(Region labeling items)

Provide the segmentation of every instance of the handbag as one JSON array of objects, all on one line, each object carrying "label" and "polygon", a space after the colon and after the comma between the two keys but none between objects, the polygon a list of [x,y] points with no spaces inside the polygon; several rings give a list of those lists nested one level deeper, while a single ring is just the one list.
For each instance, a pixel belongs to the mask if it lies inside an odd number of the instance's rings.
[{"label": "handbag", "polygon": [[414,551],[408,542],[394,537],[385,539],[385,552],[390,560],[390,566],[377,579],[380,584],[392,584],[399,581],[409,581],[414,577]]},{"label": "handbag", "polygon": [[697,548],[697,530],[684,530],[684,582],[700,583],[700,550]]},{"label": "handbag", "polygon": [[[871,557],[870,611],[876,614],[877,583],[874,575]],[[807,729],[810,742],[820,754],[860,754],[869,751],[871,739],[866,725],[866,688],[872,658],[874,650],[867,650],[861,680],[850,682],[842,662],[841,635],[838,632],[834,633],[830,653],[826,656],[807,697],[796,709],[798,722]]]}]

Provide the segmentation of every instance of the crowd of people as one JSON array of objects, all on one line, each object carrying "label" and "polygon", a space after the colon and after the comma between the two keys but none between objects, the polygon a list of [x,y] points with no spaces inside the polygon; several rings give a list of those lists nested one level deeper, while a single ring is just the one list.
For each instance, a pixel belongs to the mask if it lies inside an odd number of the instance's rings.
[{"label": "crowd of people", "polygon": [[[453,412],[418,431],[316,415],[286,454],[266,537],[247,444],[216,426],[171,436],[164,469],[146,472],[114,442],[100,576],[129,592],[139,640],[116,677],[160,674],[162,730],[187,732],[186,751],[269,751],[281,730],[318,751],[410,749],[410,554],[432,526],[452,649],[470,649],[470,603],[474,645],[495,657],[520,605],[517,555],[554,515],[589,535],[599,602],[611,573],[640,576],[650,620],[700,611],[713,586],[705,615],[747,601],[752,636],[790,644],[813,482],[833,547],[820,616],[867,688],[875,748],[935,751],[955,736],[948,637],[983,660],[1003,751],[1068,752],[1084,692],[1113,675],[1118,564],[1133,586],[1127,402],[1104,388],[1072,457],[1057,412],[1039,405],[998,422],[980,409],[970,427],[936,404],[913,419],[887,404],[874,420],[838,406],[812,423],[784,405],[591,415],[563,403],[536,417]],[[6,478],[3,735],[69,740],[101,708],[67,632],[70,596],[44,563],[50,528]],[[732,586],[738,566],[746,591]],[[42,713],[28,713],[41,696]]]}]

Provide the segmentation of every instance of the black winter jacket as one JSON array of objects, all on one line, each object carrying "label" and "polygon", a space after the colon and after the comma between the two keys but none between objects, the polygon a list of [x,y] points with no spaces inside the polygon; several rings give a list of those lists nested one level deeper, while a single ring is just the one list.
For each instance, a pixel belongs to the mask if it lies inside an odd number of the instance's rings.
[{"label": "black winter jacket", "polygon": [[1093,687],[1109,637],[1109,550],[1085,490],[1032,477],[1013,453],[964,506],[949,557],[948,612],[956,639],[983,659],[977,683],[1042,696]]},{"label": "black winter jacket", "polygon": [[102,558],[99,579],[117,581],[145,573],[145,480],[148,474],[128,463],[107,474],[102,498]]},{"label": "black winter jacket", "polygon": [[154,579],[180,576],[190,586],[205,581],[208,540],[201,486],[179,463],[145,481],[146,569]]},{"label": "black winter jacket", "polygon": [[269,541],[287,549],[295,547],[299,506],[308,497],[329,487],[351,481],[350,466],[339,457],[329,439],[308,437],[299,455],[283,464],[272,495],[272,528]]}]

...

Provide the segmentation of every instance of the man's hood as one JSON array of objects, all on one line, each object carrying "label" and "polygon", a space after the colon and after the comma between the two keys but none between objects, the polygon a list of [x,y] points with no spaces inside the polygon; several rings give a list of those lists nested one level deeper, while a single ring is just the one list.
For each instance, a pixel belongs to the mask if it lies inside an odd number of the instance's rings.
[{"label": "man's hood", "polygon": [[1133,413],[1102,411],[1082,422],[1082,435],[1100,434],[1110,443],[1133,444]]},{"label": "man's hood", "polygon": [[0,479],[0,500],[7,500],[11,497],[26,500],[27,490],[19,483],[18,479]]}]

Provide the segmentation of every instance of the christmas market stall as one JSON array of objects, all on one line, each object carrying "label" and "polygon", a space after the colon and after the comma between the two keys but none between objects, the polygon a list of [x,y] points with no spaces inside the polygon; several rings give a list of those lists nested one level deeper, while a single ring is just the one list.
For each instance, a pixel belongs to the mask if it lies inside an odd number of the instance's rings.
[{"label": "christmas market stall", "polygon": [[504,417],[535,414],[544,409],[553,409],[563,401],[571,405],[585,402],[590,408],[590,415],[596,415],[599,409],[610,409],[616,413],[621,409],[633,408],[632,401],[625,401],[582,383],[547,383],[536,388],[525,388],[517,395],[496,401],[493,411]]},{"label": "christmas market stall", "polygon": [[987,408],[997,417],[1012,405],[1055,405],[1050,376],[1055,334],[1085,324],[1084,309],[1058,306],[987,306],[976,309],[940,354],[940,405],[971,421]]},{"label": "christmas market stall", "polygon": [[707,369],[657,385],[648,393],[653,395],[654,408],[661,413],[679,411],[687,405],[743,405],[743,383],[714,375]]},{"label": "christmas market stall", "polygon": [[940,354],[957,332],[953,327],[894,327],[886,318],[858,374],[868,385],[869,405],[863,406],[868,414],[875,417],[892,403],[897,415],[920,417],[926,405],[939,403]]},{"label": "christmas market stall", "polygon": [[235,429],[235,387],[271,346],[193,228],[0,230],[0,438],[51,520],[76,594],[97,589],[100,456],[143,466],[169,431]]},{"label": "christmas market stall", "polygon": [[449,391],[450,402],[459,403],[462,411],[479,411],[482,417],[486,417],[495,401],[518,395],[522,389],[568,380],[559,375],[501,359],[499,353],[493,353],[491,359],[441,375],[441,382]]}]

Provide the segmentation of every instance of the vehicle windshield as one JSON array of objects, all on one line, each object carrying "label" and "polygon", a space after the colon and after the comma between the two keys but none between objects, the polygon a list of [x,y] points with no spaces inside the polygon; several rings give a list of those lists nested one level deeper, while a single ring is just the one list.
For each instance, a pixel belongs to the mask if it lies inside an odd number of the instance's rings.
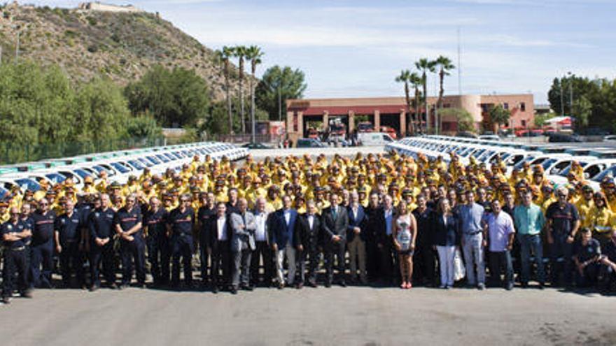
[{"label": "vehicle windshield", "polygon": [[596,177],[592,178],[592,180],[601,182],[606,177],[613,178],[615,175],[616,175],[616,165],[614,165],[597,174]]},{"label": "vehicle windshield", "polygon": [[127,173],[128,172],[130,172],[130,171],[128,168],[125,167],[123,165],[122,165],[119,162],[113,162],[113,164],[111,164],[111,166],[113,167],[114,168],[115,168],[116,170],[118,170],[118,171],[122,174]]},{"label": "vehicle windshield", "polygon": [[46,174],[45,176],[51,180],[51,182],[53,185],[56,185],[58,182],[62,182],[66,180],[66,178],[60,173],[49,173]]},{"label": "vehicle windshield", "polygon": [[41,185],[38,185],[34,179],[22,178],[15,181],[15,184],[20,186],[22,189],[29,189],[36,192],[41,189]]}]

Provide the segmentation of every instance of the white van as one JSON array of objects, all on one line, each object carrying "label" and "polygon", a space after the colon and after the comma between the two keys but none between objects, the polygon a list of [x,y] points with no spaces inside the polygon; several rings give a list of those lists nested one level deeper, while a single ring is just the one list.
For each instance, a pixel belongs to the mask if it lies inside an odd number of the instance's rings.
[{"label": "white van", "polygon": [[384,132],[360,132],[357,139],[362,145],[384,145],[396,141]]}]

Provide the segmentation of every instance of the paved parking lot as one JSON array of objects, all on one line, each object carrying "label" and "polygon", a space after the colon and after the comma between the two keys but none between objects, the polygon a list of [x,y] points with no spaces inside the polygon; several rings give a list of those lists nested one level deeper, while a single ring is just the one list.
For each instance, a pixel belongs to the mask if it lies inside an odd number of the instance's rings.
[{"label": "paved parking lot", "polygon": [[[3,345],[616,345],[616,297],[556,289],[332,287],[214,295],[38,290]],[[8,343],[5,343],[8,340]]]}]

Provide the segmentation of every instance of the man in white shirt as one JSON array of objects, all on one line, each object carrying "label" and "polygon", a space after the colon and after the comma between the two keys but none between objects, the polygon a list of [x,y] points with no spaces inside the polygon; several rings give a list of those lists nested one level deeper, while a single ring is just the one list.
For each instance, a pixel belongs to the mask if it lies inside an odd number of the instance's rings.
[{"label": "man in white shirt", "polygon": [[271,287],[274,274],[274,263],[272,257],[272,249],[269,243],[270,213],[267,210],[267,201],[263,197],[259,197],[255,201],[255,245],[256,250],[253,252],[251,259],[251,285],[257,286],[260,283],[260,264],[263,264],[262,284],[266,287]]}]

▸ **Problem requirements**
Return each line from the items above that contains the string "hood". Matches are case-sensitive.

▸ **The output**
Provide the segmentation of every instance of the man's hood as one JSON array of objects, all on one line, each object carrying "label" and "polygon", a space after the colon and after the comma between the two keys but none between objects, the polygon a list of [x,y] points with no spaces inside the polygon; several rings give a list of those lists nested one level deeper, while a single ring is just the one list.
[{"label": "man's hood", "polygon": [[1133,413],[1102,411],[1082,422],[1082,435],[1100,434],[1110,443],[1133,444]]},{"label": "man's hood", "polygon": [[0,479],[0,500],[7,500],[11,497],[26,500],[27,490],[19,483],[18,479]]}]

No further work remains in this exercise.